GIVEN TASK 1:
In the passage on micro-peening, reproduce word for word the portion starting at "Fig. 24: Titanium: shows" and ending at "is not increased.".
GIVEN TASK 2:
According to the passage on micro-peening, how does micro-peening affect the corrosive behavior of the high gold alloy in Fig. 22?
GIVEN TASK 3:
Based on the passage on micro-peening, explain why micro-peening might influence corrosive behavior.

In comparison to the fine ground surface the micro-peening produces a spherical surface structure with higher roughness. As a result of this the real surface increases and might influence the corrosive behaviour, as to be seen in the following current-density-potential curves (Fig. 22-24):

Fig. 22: high gold alloy: an influence of micro-peening on the corrosive behaviour is not to be seen.


Fig. 23: cobalt-based alloy: it shows similar polarisation curves in both surface conditions; the current density in passive range is slightly increased


Fig. 24: Titanium: shows less passivation after micro-peening than in finely ground condition; current density i300 is increased


Conclusions

The following conclusions can be drawn from the results:

  1. In comparison to traditional sandblasting the abrasive micro-blasting effects a profound cleaning of castings and a smaller surface roughness
  2. micro-peening effects a slight levelling, plastic deformation and a compaction of the surface
  3. Selection or combination of blasting media depends on the used material:
    • High-gold alloys: micro-peening is recommended; it results in a clear decrease of roughness with less impaction of blasting particles, the surface hardness is not increased.

[Object point labels]
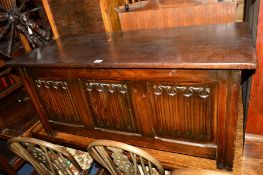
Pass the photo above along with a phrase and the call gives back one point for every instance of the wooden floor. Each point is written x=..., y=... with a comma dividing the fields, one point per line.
x=248, y=161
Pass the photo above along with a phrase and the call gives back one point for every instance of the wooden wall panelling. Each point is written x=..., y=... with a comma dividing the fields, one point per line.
x=28, y=86
x=161, y=17
x=109, y=14
x=110, y=105
x=183, y=111
x=75, y=17
x=255, y=111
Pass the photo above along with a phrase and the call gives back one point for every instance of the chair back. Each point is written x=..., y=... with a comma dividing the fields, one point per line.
x=46, y=157
x=119, y=158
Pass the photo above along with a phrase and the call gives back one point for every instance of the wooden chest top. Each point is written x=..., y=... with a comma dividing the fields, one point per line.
x=223, y=46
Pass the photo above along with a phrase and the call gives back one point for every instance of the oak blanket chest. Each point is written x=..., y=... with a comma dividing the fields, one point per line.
x=169, y=89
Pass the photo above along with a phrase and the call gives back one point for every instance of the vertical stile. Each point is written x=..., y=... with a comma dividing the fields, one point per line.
x=150, y=167
x=56, y=161
x=143, y=166
x=48, y=158
x=133, y=156
x=106, y=158
x=69, y=170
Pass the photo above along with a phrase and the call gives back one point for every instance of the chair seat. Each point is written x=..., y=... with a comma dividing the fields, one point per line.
x=196, y=171
x=83, y=159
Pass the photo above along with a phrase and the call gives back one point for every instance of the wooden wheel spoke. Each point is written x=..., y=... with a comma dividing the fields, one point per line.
x=5, y=57
x=10, y=42
x=34, y=10
x=6, y=28
x=22, y=6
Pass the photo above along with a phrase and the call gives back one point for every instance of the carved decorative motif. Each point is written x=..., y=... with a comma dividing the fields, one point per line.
x=102, y=87
x=58, y=100
x=186, y=91
x=51, y=84
x=182, y=111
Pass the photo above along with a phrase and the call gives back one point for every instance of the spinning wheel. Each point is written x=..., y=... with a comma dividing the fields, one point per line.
x=22, y=17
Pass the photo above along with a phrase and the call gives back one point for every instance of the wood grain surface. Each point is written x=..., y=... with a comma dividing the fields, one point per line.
x=75, y=17
x=222, y=46
x=176, y=13
x=255, y=110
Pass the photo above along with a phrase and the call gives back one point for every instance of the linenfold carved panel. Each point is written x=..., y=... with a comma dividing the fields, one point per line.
x=110, y=105
x=58, y=101
x=182, y=112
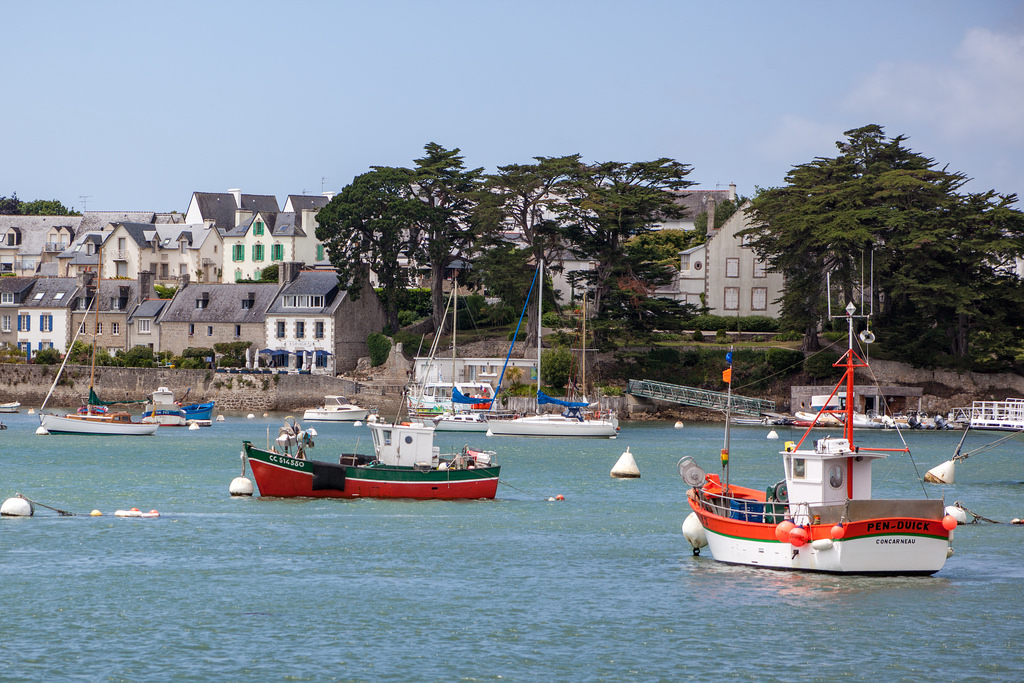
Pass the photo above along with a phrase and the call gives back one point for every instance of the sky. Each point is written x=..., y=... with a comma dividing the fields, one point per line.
x=135, y=105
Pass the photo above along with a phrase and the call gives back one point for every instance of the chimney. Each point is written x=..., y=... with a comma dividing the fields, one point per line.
x=146, y=280
x=289, y=270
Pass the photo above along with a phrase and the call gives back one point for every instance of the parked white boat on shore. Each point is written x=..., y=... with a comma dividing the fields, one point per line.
x=336, y=409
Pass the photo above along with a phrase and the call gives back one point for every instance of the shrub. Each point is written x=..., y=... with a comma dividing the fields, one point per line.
x=380, y=348
x=47, y=356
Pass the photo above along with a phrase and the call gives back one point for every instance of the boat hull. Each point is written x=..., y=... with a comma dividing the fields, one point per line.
x=99, y=425
x=320, y=415
x=553, y=425
x=280, y=475
x=199, y=412
x=890, y=546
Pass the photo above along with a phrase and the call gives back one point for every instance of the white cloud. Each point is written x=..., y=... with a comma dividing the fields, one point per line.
x=980, y=93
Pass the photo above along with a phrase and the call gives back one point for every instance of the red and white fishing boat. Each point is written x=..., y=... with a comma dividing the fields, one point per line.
x=821, y=517
x=404, y=464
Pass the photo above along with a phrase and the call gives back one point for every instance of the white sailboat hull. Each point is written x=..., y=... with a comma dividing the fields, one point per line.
x=56, y=424
x=554, y=425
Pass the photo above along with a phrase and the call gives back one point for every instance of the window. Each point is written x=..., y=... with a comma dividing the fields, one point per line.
x=732, y=298
x=303, y=301
x=732, y=267
x=759, y=298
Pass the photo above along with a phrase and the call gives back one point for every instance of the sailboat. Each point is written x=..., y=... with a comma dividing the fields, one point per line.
x=573, y=421
x=821, y=517
x=453, y=406
x=94, y=418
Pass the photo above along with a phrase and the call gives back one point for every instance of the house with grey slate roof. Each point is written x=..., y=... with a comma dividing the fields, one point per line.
x=42, y=316
x=105, y=314
x=317, y=324
x=202, y=314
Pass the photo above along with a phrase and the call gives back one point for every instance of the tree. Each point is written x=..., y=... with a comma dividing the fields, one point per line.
x=445, y=231
x=523, y=200
x=942, y=260
x=372, y=221
x=605, y=206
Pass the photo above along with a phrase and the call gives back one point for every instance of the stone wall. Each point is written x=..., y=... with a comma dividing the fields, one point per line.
x=231, y=391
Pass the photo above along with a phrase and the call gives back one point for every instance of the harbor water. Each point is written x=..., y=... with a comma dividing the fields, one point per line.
x=600, y=586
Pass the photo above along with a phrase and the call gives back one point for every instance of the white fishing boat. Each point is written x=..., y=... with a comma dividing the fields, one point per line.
x=336, y=409
x=821, y=516
x=163, y=410
x=576, y=420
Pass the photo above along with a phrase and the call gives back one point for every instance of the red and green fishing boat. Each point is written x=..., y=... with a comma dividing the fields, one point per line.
x=404, y=464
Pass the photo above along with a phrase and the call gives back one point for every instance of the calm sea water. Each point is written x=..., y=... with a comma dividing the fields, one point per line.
x=598, y=587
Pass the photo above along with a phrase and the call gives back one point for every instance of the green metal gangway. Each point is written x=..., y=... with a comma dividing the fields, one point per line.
x=715, y=400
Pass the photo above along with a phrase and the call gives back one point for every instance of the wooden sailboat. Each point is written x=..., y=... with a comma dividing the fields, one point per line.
x=573, y=421
x=93, y=419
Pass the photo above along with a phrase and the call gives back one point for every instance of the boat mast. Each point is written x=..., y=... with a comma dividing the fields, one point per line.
x=540, y=307
x=728, y=418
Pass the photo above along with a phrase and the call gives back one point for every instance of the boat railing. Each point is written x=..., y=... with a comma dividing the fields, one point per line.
x=743, y=508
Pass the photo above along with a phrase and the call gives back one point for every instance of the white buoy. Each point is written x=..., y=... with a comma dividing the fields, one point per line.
x=241, y=486
x=693, y=532
x=16, y=507
x=626, y=467
x=957, y=513
x=941, y=473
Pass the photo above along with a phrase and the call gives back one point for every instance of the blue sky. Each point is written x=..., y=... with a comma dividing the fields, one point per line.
x=136, y=104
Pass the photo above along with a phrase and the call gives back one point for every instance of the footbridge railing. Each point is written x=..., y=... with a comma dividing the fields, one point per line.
x=684, y=395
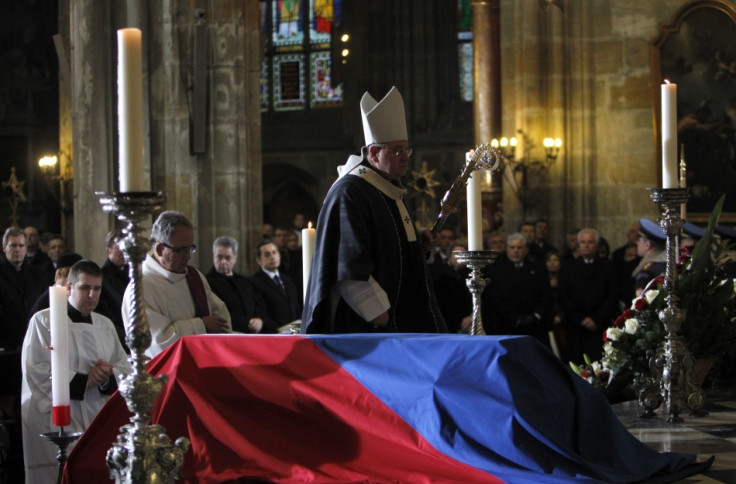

TASK RESULT 1:
Fig. 24: Titanium: shows less passivation after micro-peening than in finely ground condition; current density i300 is increased


Conclusions

The following conclusions can be drawn from the results:

  1. In comparison to traditional sandblasting the abrasive micro-blasting effects a profound cleaning of castings and a smaller surface roughness
  2. micro-peening effects a slight levelling, plastic deformation and a compaction of the surface
  3. Selection or combination of blasting media depends on the used material:
    • High-gold alloys: micro-peening is recommended; it results in a clear decrease of roughness with less impaction of blasting particles, the surface hardness is not increased.

TASK RESULT 2:
No influence of micro-peening on its corrosive behavior is seen.

TASK RESULT 3:
Compared with a fine ground surface, micro-peening produces a spherical surface structure with higher roughness. This increases the real surface area, which might influence the corrosive behavior.